## EXCERPT
Client Update: The National Energy Guarantee and contracting to achieve compliance
5 March 2018
In brief: Following the release of the National Energy Guarantee draft design consultation paper by the Energy Security Board, Partners Anna Collyer (view CV) and Kate Axup (view CV) and Senior Associate Karla Drinkwater report on the compliance requirements proposed by the Energy Security Board and how contracts already in existence will be treated under the National Energy Guarantee. This is the second of a series of articles in which Allens will examine aspects of the proposed high-level design options for the National Energy Guarantee.
- A spectrum of compliance options
- Emissions requirement
- Reliability requirement
- Reporting compliance
- Next steps
A key feature of the proposed National Energy Guarantee (Guarantee) that has been emphasised by the Commonwealth Government and the Energy Security Board (ESB) is that no new intangible assets such as certificates or permits will underpin the Guarantee's operation. Rather, the Guarantee mechanism will focus on contracts, leveraging the current contracting practices in the market.

## EXERCISE REQUIREMENTS
1. Answer these questions about the client update on the National Energy Guarantee:
(a) Which body released the draft design consultation paper?
(b) Where does this piece fall in the Allens series of articles?
(c) What will the Guarantee mechanism focus on instead of new intangible assets?
2. Pick up the client update on the National Energy Guarantee right after its final sentence and write the next paragraph or two.

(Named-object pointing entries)
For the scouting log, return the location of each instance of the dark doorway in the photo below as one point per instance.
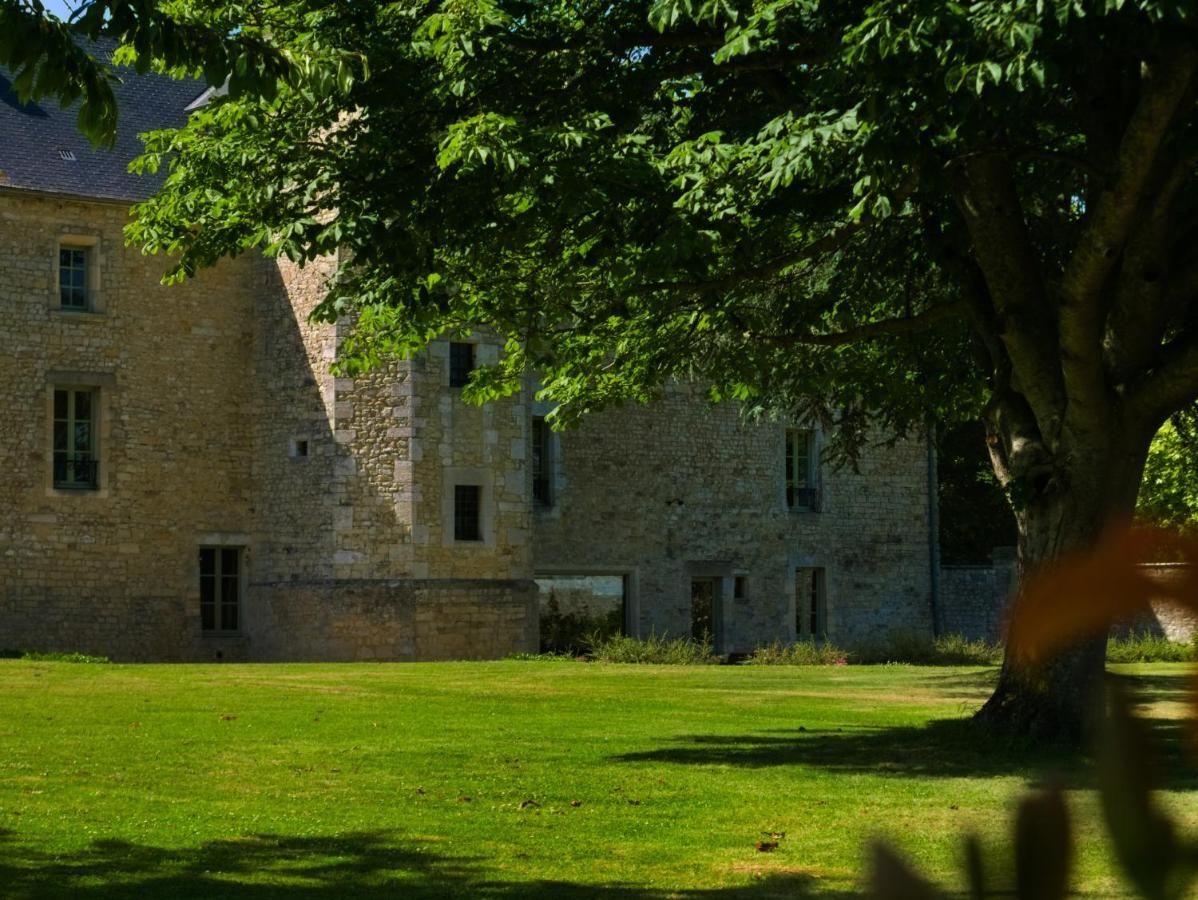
(707, 611)
(810, 603)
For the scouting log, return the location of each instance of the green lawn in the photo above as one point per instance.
(504, 779)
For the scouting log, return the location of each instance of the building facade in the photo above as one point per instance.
(185, 479)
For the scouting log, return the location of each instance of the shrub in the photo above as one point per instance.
(1150, 648)
(572, 632)
(653, 650)
(799, 653)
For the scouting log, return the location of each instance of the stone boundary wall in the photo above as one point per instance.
(974, 600)
(1167, 620)
(395, 620)
(315, 621)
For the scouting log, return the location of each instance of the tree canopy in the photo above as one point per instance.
(865, 212)
(865, 207)
(54, 58)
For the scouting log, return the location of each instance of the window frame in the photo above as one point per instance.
(811, 622)
(71, 423)
(542, 463)
(472, 535)
(78, 263)
(802, 495)
(459, 376)
(221, 583)
(94, 302)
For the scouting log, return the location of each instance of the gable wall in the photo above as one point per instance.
(115, 571)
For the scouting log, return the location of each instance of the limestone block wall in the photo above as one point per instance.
(974, 599)
(681, 489)
(457, 442)
(115, 571)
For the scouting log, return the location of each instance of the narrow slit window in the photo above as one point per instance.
(73, 278)
(461, 363)
(542, 463)
(467, 512)
(76, 461)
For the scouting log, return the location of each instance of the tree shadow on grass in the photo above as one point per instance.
(943, 748)
(264, 867)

## RESPONSES PER TASK
1.
(a) The Energy Security Board.
(b) It is the second article in the series.
(c) Contracts, leveraging the current contracting practices in the market.

2.
Contracts are just one of the ways proposed by the ESB that a liable entity (being registered as Market Customers in the National Electricity Market (NEM)) can demonstrate compliance with the Guarantee.
Liable entities could demonstrate their compliance by:
- holding sufficient contracts to meet their emissions threshold and (any) allocated reliability requirement;
- owning generation assets whose generation has not been contracted to other entities for the purposes of compliance with the Guarantee;
- unhedged load; or
- in the case of the emissions requirement:
- surrendering 'exemption certificates' purchased from Emissions-Intensive, Trade-Exposed (EITE) businesses; or
- acquiring eligible offsets.
The market uses a range of contractual arrangements in connection with electricity generation, some directly connected to the underlying generation, others with little to no link with actual generation. Given the indirect line between many common electricity-related contracts, there will need to be a balance in the way in which the Guarantee's design reflect current contracting practices while meeting the aims of the emissions and reliability requirements with precision.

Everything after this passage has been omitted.